Which lines of the records below contain the word "Find"? Report each of them in full.
--- START ---
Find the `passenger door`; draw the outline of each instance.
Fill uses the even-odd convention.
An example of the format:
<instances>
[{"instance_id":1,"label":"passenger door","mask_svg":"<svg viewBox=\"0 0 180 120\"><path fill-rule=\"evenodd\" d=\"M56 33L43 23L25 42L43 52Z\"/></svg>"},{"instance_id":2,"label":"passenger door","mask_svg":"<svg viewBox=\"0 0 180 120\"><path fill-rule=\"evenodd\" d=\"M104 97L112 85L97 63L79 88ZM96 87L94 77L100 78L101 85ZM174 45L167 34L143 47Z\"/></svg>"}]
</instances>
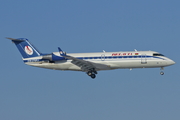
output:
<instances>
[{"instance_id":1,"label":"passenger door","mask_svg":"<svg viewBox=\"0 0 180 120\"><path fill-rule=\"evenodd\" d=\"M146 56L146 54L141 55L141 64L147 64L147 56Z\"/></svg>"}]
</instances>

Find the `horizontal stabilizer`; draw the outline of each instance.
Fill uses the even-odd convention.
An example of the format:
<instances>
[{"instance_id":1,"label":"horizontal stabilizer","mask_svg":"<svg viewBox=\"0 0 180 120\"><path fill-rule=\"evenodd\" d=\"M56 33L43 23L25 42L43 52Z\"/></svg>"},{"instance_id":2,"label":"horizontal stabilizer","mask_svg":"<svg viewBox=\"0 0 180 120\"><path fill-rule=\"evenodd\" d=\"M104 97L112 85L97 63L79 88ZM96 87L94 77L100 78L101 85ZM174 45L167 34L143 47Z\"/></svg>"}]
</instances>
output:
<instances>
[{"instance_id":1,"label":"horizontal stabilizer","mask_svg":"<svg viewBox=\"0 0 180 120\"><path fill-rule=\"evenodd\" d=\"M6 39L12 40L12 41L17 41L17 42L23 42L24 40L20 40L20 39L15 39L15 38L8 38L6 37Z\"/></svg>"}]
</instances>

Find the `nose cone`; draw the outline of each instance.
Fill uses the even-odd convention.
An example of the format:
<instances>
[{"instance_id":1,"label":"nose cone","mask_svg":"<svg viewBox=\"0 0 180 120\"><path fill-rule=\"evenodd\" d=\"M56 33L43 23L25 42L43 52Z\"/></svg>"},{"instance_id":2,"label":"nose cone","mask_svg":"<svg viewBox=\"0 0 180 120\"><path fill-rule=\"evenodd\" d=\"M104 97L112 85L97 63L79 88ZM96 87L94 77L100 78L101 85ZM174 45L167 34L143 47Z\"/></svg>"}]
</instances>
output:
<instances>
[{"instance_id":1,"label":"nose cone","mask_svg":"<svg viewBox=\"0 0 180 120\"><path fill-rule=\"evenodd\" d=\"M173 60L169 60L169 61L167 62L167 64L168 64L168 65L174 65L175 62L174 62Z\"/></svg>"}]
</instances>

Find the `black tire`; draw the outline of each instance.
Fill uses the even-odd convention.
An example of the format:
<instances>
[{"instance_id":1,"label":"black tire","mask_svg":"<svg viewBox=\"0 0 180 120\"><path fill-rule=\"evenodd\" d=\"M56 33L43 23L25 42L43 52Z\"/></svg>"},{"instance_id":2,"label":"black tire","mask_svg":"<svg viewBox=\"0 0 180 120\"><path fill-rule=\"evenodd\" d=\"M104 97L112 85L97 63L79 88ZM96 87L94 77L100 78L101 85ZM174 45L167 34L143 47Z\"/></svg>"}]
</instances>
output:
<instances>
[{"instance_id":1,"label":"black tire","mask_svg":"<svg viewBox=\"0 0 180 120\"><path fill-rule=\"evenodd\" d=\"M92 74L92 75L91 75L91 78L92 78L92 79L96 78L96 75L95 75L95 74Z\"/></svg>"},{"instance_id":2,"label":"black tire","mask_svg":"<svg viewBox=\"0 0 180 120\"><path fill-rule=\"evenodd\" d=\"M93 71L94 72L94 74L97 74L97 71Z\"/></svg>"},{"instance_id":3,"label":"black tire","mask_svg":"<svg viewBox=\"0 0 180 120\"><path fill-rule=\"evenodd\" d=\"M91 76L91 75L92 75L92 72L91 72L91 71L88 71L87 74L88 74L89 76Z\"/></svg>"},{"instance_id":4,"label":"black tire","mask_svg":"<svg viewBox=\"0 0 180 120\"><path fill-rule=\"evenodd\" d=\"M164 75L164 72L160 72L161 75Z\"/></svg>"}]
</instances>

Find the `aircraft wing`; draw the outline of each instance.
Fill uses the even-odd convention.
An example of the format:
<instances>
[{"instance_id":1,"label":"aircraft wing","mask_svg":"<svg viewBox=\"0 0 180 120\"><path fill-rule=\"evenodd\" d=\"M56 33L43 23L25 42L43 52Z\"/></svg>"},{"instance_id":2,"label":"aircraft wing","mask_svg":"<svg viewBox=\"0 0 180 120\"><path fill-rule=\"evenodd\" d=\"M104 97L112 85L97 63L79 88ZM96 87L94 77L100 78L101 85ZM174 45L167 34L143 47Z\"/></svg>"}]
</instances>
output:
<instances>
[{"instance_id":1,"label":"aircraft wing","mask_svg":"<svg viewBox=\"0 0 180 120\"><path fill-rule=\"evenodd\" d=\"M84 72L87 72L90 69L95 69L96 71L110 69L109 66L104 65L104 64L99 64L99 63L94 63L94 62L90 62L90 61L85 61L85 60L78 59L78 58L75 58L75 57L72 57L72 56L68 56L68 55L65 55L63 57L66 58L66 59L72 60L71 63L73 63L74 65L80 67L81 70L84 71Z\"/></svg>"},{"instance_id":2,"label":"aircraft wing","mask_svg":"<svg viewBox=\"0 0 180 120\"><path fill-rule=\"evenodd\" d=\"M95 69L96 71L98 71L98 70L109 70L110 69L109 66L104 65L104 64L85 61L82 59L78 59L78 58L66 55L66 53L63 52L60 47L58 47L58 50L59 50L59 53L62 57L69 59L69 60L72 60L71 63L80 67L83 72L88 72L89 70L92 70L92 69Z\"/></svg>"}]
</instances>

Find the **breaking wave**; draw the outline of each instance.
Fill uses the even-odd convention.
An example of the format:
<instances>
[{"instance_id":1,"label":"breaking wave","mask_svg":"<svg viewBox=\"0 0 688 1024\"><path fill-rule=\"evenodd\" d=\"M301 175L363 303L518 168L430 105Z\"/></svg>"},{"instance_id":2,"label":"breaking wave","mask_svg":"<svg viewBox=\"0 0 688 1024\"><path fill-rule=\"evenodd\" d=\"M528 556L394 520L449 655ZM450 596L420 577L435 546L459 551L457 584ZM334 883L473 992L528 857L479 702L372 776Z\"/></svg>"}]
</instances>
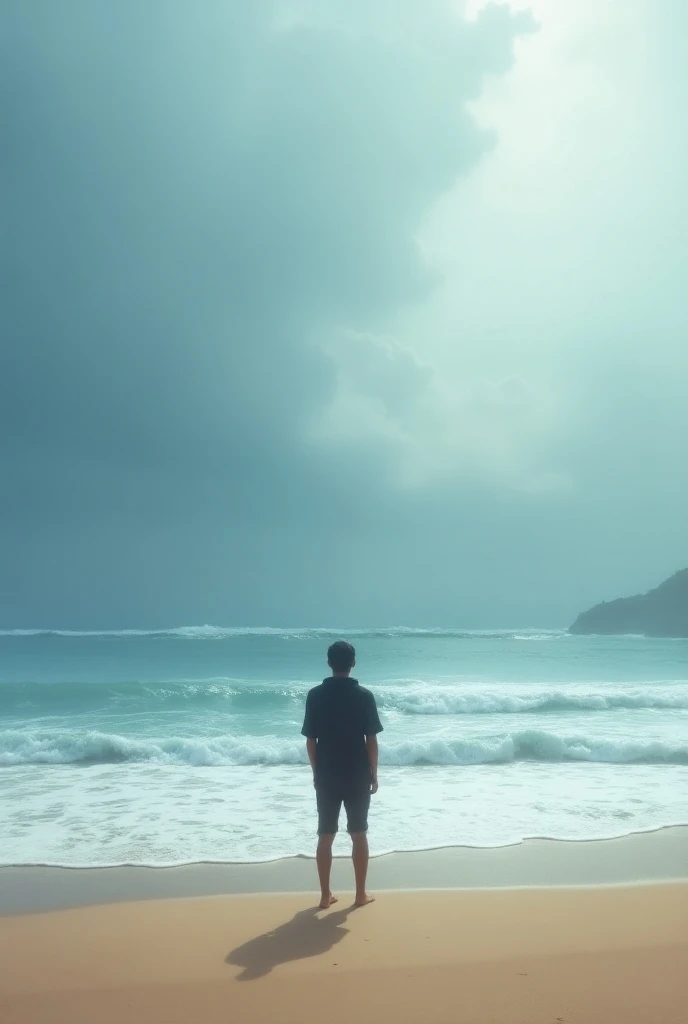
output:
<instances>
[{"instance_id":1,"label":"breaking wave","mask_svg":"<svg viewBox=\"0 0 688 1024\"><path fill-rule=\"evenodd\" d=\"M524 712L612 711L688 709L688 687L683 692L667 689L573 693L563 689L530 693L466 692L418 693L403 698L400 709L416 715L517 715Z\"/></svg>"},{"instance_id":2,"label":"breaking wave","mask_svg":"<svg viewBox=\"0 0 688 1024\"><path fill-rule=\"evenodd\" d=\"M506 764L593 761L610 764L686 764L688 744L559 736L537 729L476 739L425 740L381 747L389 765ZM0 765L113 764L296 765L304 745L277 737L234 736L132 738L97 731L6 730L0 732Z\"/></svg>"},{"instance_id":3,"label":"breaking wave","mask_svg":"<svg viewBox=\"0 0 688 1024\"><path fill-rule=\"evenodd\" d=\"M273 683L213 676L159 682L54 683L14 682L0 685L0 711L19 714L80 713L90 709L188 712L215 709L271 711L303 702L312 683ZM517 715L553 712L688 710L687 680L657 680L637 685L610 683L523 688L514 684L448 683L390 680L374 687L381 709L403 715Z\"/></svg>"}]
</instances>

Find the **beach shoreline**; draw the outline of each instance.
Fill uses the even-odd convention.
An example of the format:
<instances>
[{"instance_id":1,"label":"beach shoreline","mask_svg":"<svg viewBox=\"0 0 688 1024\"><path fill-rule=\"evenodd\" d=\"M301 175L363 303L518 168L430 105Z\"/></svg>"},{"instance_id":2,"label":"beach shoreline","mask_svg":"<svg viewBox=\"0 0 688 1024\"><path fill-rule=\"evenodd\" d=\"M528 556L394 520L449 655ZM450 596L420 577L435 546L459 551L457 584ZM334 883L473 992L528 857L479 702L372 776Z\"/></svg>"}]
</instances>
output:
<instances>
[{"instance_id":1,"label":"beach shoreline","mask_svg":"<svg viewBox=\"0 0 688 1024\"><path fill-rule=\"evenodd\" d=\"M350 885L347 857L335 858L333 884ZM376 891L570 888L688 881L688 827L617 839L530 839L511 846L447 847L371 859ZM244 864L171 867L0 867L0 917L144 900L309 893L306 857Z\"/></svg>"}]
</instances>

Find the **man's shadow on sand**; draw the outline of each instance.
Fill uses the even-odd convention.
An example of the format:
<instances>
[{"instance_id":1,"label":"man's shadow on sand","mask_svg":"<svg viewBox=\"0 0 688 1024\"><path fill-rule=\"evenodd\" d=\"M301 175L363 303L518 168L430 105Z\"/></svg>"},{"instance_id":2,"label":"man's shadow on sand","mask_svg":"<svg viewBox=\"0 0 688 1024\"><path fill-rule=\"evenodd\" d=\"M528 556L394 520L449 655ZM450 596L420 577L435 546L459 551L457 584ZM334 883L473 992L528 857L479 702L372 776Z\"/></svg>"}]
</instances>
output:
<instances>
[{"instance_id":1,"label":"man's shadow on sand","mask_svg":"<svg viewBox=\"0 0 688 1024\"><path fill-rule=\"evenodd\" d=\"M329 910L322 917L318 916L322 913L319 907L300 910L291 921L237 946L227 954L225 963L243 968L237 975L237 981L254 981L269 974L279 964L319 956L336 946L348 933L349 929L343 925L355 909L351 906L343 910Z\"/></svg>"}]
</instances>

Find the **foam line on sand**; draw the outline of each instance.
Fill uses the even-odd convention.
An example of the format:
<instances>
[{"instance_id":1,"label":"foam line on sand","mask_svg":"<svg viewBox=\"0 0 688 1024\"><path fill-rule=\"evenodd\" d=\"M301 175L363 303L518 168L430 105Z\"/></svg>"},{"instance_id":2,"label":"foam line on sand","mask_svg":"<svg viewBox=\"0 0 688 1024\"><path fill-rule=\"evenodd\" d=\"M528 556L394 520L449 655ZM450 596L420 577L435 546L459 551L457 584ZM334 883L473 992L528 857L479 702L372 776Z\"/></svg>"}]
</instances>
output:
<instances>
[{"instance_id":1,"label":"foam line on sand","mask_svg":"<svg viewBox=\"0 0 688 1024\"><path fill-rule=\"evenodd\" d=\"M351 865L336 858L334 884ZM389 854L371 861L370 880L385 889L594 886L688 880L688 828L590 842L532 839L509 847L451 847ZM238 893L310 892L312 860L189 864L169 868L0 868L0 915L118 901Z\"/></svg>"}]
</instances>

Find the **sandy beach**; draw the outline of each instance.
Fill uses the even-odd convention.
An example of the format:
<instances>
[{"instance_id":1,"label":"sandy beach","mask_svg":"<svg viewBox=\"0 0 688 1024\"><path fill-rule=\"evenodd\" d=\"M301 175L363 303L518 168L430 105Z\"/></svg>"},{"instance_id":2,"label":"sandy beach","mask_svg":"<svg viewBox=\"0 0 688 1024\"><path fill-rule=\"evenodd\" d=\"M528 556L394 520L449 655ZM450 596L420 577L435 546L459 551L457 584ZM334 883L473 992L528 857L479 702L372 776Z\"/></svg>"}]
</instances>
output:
--- END ---
▸ EXERCISE OUTPUT
Find the `passenger door`; draw the outline of each instance.
Find the `horizontal stabilizer`; draw the outline of each instance.
Find the `nose cone`; draw the outline of each instance.
Find the `black tire`; draw the outline of each instance.
Find the `aircraft wing`; draw the outline of each instance.
Find the **breaking wave**; draw the outline of each instance.
Find the **beach shoreline**; draw the outline of each instance.
Find the **man's shadow on sand**; draw the outline of each instance.
Find the **foam line on sand**; draw the outline of each instance.
Find the **sandy beach**; draw the outline of each instance.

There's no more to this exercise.